# Excerpt provided
___

June 07, 2012
On 06/07/2012 10:53 PM, Peter Alexander wrote:
> On Thursday, 7 June 2012 at 20:04:56 UTC, Timon Gehr wrote:
>> On 06/07/2012 08:34 PM, Peter Alexander wrote:
>>>
>>> I find this very ugly. To be honest, I would be much happier without all
>>> that mostNegative and common type stuff.
>>> If I want to get the min
>>> between a short and an int I'll just cast them appropriately.
>>
>> The mostNegative and common type stuff is there to enable correct
>> semantics for taking the minimum of signed and unsigned values.
>> Minimum of short and int would work fine without that.
>
> I know what it's there for, I don't think it is necessary. I don't think
> people should be taking the min of signed and unsigned values.

What is important is that they can. ;)

> I don't think it's worth cluttering the implementation for this minor convenience.
>

There is not much there to clutter in this case. Therefore cluttering
does not have a significant drawback. Is it just about aesthetics?

>
>>> I'd much rather have a simpler standard library than a complicated
>>> one for the
>>> sake of a little convenience.
>>>
>>
>> 'min' is not complicated.
>
> It's more complicated than it could/should be:
>
> T min(T)(T x, T y) { return x < y ? x : y; }
>

This implementation is unstable. If you fix that, then I'll agree that
it is sufficient for most cases. There is not really a reason to
restrict the generality of the implementation to this though. What we
have is a strict superset.

> To be honest, I don't think the variadic argument versions are necessary
> either as it is just duplicating the functionality of reduce.
>

It is not really duplicating the functionality. Still, I haven't used
these versions so far either.
June 07, 2012
On 06/07/12 22:46, Dmitry Olshansky wrote:
> 2) Immutable strings have performance cost ... like tracking ownership and reference counting - unless you have GC by your side, in which case it's cheap and legal :)

Until you have enough of them and your program starts to spend most of its time trying to GC them. [1]

artur

[1[ OK, so you might need 13M+ strings totalling 450M+. Still.. ;)
June 07, 2012
On 6/7/12 3:04 PM, Timon Gehr wrote:
> On 06/07/2012 08:34 PM, Peter Alexander wrote:
>>
>> I find this very ugly. To be honest, I would be much happier without all
>> that mostNegative and common type stuff.

___

[Object detection data]
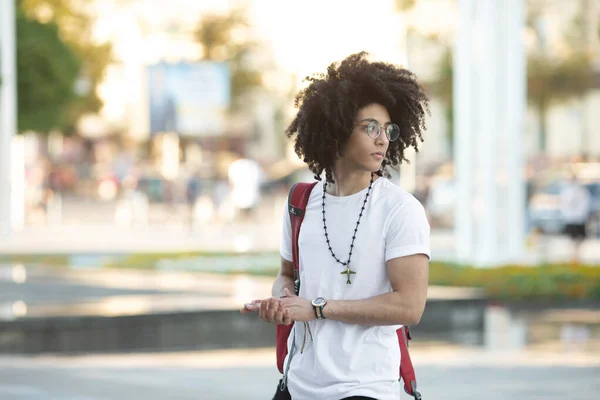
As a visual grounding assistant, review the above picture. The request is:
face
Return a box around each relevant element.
[340,104,392,172]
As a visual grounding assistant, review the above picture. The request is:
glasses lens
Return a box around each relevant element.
[385,124,400,142]
[367,121,379,139]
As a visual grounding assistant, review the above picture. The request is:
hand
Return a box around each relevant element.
[240,297,293,325]
[279,288,316,321]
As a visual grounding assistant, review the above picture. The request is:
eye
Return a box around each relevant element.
[367,121,379,136]
[385,124,400,142]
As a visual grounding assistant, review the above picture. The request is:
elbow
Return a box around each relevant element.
[402,307,423,325]
[406,313,423,325]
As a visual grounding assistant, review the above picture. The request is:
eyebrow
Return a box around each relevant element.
[358,118,392,125]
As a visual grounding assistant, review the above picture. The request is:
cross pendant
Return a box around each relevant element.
[340,267,356,285]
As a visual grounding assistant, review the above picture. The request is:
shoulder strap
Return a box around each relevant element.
[288,182,317,294]
[397,326,422,400]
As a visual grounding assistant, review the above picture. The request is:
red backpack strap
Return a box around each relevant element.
[288,182,317,295]
[397,326,422,400]
[275,182,317,374]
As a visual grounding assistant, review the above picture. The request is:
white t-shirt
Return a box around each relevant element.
[280,178,430,400]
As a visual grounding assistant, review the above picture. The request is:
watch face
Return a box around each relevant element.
[312,297,326,307]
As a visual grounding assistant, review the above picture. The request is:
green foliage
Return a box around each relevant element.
[18,0,112,133]
[429,263,600,300]
[16,12,81,132]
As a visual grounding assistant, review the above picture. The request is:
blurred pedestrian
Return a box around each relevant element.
[560,173,592,264]
[242,53,430,400]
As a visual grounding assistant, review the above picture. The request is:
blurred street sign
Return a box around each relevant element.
[148,61,231,136]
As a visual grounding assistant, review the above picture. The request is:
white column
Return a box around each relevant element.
[502,0,527,261]
[454,0,525,266]
[453,0,476,262]
[0,0,17,238]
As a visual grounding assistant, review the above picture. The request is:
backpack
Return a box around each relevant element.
[275,182,422,400]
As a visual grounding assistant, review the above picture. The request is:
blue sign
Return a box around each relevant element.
[148,61,231,136]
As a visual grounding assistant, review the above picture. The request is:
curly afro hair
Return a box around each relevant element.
[286,52,429,183]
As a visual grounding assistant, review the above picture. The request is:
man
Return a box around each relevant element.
[242,53,430,400]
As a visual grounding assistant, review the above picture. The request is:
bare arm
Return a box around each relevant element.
[323,254,429,325]
[271,257,294,298]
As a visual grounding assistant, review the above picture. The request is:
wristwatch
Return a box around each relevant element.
[311,297,327,319]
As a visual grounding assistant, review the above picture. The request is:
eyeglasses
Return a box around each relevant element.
[357,119,400,142]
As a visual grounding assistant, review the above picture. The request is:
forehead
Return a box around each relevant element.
[356,104,390,123]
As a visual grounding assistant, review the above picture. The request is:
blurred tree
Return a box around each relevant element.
[527,52,593,153]
[16,10,81,133]
[195,10,262,110]
[429,4,594,153]
[17,0,112,133]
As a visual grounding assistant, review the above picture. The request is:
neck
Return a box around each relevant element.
[327,169,377,196]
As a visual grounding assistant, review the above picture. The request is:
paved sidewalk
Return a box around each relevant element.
[0,346,600,400]
[0,223,600,263]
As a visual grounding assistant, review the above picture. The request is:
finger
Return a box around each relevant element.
[259,301,270,322]
[240,303,260,314]
[275,301,286,324]
[282,309,292,325]
[267,298,279,322]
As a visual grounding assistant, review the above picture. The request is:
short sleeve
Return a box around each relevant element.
[279,199,294,261]
[385,197,431,262]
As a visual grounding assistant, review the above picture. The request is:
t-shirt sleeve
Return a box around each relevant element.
[279,199,294,261]
[385,198,431,262]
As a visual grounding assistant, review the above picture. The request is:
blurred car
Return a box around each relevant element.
[528,181,600,237]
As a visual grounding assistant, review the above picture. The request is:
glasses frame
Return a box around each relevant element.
[356,119,400,142]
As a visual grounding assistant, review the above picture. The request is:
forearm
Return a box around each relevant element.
[271,274,294,298]
[323,292,425,325]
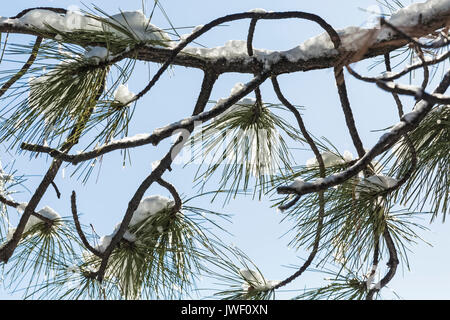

___

# Exercises to complete
a) In the forum thread about min, rewrite everything from "What is important" down to "a little convenience.", changing "convenience" to "nicety".
b) According to the forum thread about min, why does the implementation include the mostNegative and common type handling?

# Problem solutions
a)
What is important is that they can. ;)

> I don't think it's worth cluttering the implementation for this minor nicety.
>

There is not much there to clutter in this case. Therefore cluttering
does not have a significant drawback. Is it just about aesthetics?

>
>>> I'd much rather have a simpler standard library than a complicated
>>> one for the
>>> sake of a little nicety.

b) It gives correct semantics when taking the minimum of signed and unsigned values. The minimum of a short and an int would work fine without it.